[Items listed in a dataset]
(begin)

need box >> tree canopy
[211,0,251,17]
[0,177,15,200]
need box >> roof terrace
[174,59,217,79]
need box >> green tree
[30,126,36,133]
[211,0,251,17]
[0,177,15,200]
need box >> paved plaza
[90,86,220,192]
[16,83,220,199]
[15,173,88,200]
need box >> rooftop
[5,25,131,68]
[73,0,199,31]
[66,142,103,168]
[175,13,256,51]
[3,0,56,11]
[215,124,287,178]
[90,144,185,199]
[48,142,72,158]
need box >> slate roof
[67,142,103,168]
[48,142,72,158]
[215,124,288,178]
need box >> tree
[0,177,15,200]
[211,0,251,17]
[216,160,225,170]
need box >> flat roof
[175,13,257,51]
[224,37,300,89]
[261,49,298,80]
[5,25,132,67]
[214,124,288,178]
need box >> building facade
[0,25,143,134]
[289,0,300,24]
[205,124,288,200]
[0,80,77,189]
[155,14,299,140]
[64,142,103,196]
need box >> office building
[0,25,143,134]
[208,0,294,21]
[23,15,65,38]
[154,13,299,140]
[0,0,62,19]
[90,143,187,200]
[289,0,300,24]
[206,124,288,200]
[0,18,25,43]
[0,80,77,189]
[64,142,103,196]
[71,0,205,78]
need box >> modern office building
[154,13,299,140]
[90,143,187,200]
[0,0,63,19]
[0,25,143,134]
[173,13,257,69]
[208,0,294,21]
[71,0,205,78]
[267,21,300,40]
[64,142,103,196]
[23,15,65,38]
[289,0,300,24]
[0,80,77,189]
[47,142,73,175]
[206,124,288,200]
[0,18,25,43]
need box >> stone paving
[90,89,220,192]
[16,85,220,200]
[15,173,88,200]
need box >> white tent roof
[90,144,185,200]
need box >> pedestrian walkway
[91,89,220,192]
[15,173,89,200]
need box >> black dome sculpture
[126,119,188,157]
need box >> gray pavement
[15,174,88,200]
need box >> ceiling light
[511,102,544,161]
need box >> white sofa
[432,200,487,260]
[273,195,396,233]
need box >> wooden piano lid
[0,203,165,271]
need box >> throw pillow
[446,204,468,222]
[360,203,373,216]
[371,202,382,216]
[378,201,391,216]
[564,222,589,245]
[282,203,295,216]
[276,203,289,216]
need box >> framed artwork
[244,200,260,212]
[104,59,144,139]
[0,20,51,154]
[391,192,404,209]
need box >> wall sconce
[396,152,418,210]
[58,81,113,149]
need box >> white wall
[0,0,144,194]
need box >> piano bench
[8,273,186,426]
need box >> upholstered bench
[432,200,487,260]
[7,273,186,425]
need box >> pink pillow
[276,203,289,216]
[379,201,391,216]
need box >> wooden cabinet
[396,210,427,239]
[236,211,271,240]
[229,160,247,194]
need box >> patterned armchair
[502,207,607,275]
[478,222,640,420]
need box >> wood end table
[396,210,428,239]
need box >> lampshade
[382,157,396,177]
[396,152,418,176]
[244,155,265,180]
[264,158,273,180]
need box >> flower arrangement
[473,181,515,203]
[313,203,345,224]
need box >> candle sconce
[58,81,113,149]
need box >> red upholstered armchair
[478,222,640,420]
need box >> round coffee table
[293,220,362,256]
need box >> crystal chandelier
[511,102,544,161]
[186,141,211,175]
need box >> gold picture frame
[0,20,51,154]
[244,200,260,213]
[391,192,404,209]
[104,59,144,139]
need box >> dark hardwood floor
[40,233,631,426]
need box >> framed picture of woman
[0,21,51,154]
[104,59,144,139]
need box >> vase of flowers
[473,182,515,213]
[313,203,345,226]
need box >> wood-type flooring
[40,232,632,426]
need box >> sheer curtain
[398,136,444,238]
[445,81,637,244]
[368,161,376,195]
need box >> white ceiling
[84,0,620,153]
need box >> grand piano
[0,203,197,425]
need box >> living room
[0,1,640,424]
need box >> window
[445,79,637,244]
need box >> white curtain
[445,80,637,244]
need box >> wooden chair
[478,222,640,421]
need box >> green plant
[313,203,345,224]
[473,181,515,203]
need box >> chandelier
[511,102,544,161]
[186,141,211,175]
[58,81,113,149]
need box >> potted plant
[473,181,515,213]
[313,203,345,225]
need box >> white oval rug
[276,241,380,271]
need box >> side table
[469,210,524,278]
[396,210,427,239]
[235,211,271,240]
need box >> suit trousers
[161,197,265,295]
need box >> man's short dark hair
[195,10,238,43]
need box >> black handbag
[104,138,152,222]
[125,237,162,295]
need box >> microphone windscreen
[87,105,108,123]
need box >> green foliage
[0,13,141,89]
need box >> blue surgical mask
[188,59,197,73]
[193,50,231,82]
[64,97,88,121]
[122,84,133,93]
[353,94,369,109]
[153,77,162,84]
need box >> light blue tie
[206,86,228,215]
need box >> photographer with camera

(end)

_Written request_
Print the whole listing exactly as it is.

_Expected answer_
need box >> tree canopy
[211,0,251,17]
[0,177,15,200]
need box >> roof terrace
[174,59,217,79]
need box >> green tree
[30,126,36,133]
[211,0,251,17]
[0,177,15,200]
need box >> paved plaza
[90,86,220,192]
[16,83,220,199]
[15,173,88,200]
need box >> rooftop
[5,25,131,68]
[73,0,199,31]
[66,142,103,168]
[175,13,256,51]
[3,0,56,11]
[215,124,287,178]
[90,144,185,199]
[48,142,72,158]
need box >> slate roof
[67,142,103,168]
[48,142,72,158]
[215,124,288,178]
need box >> tree
[0,177,15,200]
[211,0,251,17]
[216,160,225,170]
need box >> flat roof
[175,13,257,51]
[224,37,300,89]
[261,49,298,80]
[5,25,132,67]
[214,124,288,178]
need box >> building facade
[0,25,143,134]
[289,0,300,24]
[205,124,288,200]
[0,80,77,189]
[155,14,299,140]
[64,142,103,196]
need box >> office building
[0,25,143,134]
[208,0,294,21]
[23,15,65,38]
[154,13,299,140]
[0,0,62,19]
[90,143,187,200]
[289,0,300,24]
[206,124,288,200]
[0,18,25,43]
[0,80,77,189]
[64,142,103,196]
[71,0,205,78]
need box >> modern office building
[154,13,299,140]
[90,143,187,200]
[0,0,63,19]
[0,25,143,134]
[173,13,257,69]
[208,0,294,21]
[71,0,205,78]
[267,21,300,40]
[64,142,103,196]
[23,15,65,38]
[289,0,300,24]
[0,80,77,189]
[47,142,73,175]
[206,124,288,200]
[0,18,25,43]
need box >> stone paving
[90,89,220,192]
[16,85,220,200]
[15,173,88,200]
need box >> white tent roof
[90,144,185,200]
need box >> pedestrian walkway
[91,89,220,192]
[15,173,89,200]
need box >> black dome sculpture
[126,119,188,157]
need box >> gray pavement
[15,174,88,200]
need box >> ceiling light
[511,102,544,161]
need box >> white sofa
[432,200,487,260]
[273,195,396,233]
need box >> wooden piano lid
[0,203,165,271]
need box >> throw pillow
[446,204,468,222]
[360,203,373,216]
[371,202,382,216]
[378,201,391,216]
[564,222,589,245]
[282,203,295,216]
[276,203,289,216]
need box >> framed artwork
[244,200,260,212]
[104,59,144,139]
[0,20,51,154]
[391,192,404,209]
need box >> wall sconce
[396,152,418,210]
[58,81,113,149]
need box >> white wall
[0,0,144,194]
need box >> piano bench
[8,273,186,426]
need box >> upholstered bench
[432,200,487,260]
[7,273,186,425]
need box >> pink pillow
[276,203,289,216]
[379,201,391,216]
need box >> wooden cabinet
[396,210,427,239]
[236,211,271,240]
[229,160,247,194]
need box >> patterned armchair
[502,207,607,275]
[478,222,640,420]
need box >> wood end table
[396,210,428,239]
need box >> lampshade
[382,157,396,177]
[396,152,418,176]
[244,155,265,180]
[264,158,273,180]
need box >> flower arrangement
[473,181,515,203]
[313,203,345,224]
need box >> candle sconce
[58,81,113,149]
need box >> red upholstered armchair
[478,222,640,420]
need box >> round coffee table
[293,220,362,256]
need box >> crystal chandelier
[511,102,544,161]
[186,141,211,175]
need box >> gold picture frame
[0,20,51,154]
[244,200,260,213]
[391,192,404,209]
[104,59,144,139]
need box >> dark hardwood floor
[40,233,631,426]
need box >> framed picture of woman
[0,21,51,154]
[104,59,144,139]
need box >> vase of flowers
[473,182,515,213]
[313,203,345,226]
need box >> wood-type flooring
[40,232,632,426]
need box >> sheer curtain
[398,136,444,238]
[445,81,637,244]
[368,161,376,195]
need box >> white ceiling
[84,0,620,153]
need box >> grand piano
[0,203,197,425]
need box >> living room
[0,1,640,424]
need box >> window
[445,79,637,244]
need box >> white curtain
[445,80,637,244]
need box >> wooden chair
[478,222,640,421]
need box >> green plant
[313,203,345,224]
[473,181,515,203]
need box >> chandelier
[511,102,544,161]
[186,141,211,175]
[58,81,113,149]
need box >> potted plant
[473,181,515,213]
[313,203,345,225]
need box >> white oval rug
[276,241,380,271]
need box >> side table
[469,210,524,278]
[396,210,427,239]
[235,211,271,240]
need box >> suit trousers
[161,197,265,295]
need box >> man's short dark hair
[195,10,238,43]
need box >> black handbag
[104,138,152,222]
[125,237,162,295]
need box >> microphone windscreen
[87,105,108,123]
need box >> green foliage
[0,13,141,89]
need box >> blue surgical mask
[188,59,197,73]
[193,50,231,82]
[64,97,88,121]
[122,84,133,93]
[353,94,369,109]
[153,77,162,84]
need box >> light blue tie
[206,86,228,215]
need box >> photographer with camera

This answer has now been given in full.